- [Task requirements]
(a) Using the catalyst passage below, decide whether each statement agrees with it. Answer yes or no for each and quote the deciding words. (i) The AlTUD-1 was made with a Si/Al molar ratio of 25. (ii) The gel was aged at 100 °C for 24 h. (iii) The final WO3/AlTUD-1 sample was calcined at 550 °C for 6 h in air.
(b) According to the catalyst passage below, at what temperature and for how long was the final solid given hydrothermal treatment?
(c) Carry the catalyst passage below forward from its final sentence.

- [Quoted text]
◇ ◇ ◇ ◇ ◇

Many green acid catalysts like BiCl3-K10 [12], MgSO4–PPTL [13], SiO2–NaHSO4 [14], PSSA [15], K-10 montmorillonite [16], Tandam catalyst [17], MgSO4–PPTS [18], Ti(OR)4 [19] and P2O5–SiO2 [20] have been utilized for Schiff base and hydrazone compounds synthesis. However, there is a noticeable development required in catalyst structures. Typically, in the heterogeneous catalysts based organic transformation reactions, catalysts are revealing its good acidity, high surface area, stable and recyclability. Besides, various metal ions (Mx+) and metal oxides (MxOy) modified mesoporous materials (MCM-41, SBA-15, KIT-6, and TUD-1) have also been employed as a solid acid catalyst for many industrial important organic conversions. Notably, isolated tungsten (W) or oxides of tungsten-based mesoporous catalyst have received much attention, due to its acidity and redox properties [21,22,23,24]. Kundu et al. [25] reported that the effective utilization of tungstic acid modified SBA-15 acid catalyst for one-pot condensation reaction of three components. Recently, W-TUD-1 [26] and WO4/TiTUD-1 [27] type mesoporous catalysts were tested as a solid acid catalyst for industrially relevant Prins cyclisation and esterification reactions. Hence, we have taken efforts for the synthesis of new WO3 modified AlTUD-1 catalyst and examined its activity for thiazole based aryl imines (1-substituted benzylidene 4-methylbenzo[d]thizole-2-amines) and substituted phenylhydrazone compounds preparation. These synthesized catalyst and products are characterized by different spectral techniques.

2 Experimental

2.1 Catalyst synthesis

AlTUD-1 with Si/Al molar ratio of 25 was synthesized by sol–gel, hydrothermal method based on our previously reported procedure [28]. In a typical catalyst preparation, 21 g of tetraethyl orthosilicate (TEOS, Sigma Aldrich) and aluminium isopropoxide (Al (isop)3, Sigma Aldrich) were stirred for 10 min. A mixture of 14 g of triethanolamine (TEA, SRL) and 5 g of water was then added to the above mixture and stirred vigorously for 1 h. Finally, 19.8 g of tetraethylammonium hydroxide (TEAOH, 35%, Sigma Aldrich) was slowly added to the prior solution under continuous stirring for another 2 h. The above-obtained gel was aged at 30 °C for 24 h and then dried at 100 °C for 24 h. The final solid was kept for hydrothermal treatment at (180 °C) for 8 h and successively calcined at 600 °C for 10 h to eliminate the organic molecules and water. 10 wt% of tungsten oxide supported on the amorphous AlTUD-1 catalyst (preheated 250 °C for 2 h) is prepared by the conventional impregnation method using tungstic acid (Aldrich) solution. The mixture was stirred for 12 h and then dried at 100 °C for 6 h. Finally, the sample was calcined at 550 °C for 6 h in an air atmosphere. The obtained material was mentioned as WO3/AlTUD-1.

◇ ◇ ◇ ◇ ◇

- [Records shown]
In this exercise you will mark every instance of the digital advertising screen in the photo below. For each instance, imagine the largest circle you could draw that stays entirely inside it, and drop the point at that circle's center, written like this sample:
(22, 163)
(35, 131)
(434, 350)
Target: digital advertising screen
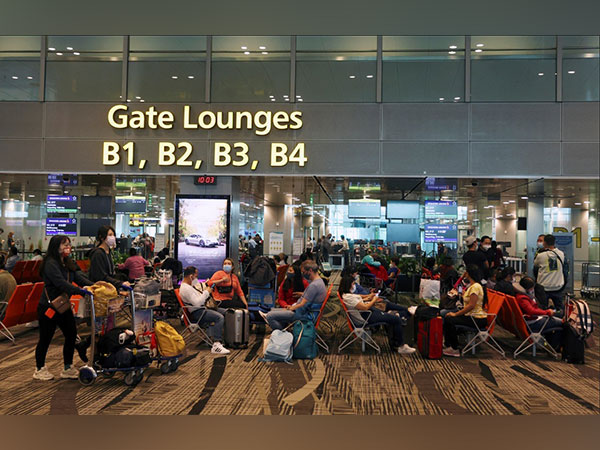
(402, 210)
(364, 209)
(441, 233)
(202, 232)
(403, 232)
(61, 204)
(130, 204)
(440, 209)
(61, 226)
(96, 204)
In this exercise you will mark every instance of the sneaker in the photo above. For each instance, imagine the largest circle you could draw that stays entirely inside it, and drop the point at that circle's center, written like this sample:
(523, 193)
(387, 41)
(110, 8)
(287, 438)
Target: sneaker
(71, 373)
(42, 374)
(219, 349)
(449, 351)
(406, 350)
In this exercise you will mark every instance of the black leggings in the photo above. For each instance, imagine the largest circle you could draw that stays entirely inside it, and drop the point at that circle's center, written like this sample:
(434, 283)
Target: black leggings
(450, 332)
(66, 323)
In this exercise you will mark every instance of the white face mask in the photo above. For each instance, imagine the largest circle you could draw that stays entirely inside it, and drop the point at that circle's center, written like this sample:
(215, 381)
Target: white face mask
(111, 241)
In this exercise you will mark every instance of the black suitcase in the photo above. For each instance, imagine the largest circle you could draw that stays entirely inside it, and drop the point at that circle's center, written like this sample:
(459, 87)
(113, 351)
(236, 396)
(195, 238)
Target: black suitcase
(237, 328)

◇ ◇ ◇ ◇ ◇

- [Results]
(a)
(i) Yes: "AlTUD-1 with Si/Al molar ratio of 25"
(ii) No: "The above-obtained gel was aged at 30 °C for 24 h"
(iii) Yes: "Finally, the sample was calcined at 550 °C for 6 h in an air atmosphere."

(b) At 180 °C for 8 h.

(c)
2.2 Catalyst characterizations

Powder XRD patterns were obtained high angle region employed Rigaku diffractometer using Cu Kα ray (λ = 1.5418 Å). FT-IR spectrum is measured on a Bruker spectrometer (Tensor) in DRIFT resolution of 4 cm−1. BET the specific surface area and BJH pore size distribution were determined from nitrogen sorption using Quantachrome (QuadrasorbSI) porosimeter equipment (77 K) at liquid nitrogen temperature. The morphology was examined by scanning electron micrographs (SEM) imaging using ESEM Quanta 200 with a resolution of 10 kV. Transmission electron microscopy (TEM) was performed on a FEI Tecnai G2 fitted with a CCD camera. Diffuse reflectance ultraviolet–visible (DR UV–Vis) spectrum of the sample was recorded on a Thermoscientific spectrometer (Evolution 600) with a diffuse reflectance attachment, using BaSO4 as the reference. FT-Raman spectra of the samples were attained on a Bruker system 1000R using 1064 nm (Nd:YAG laser source) excitation source.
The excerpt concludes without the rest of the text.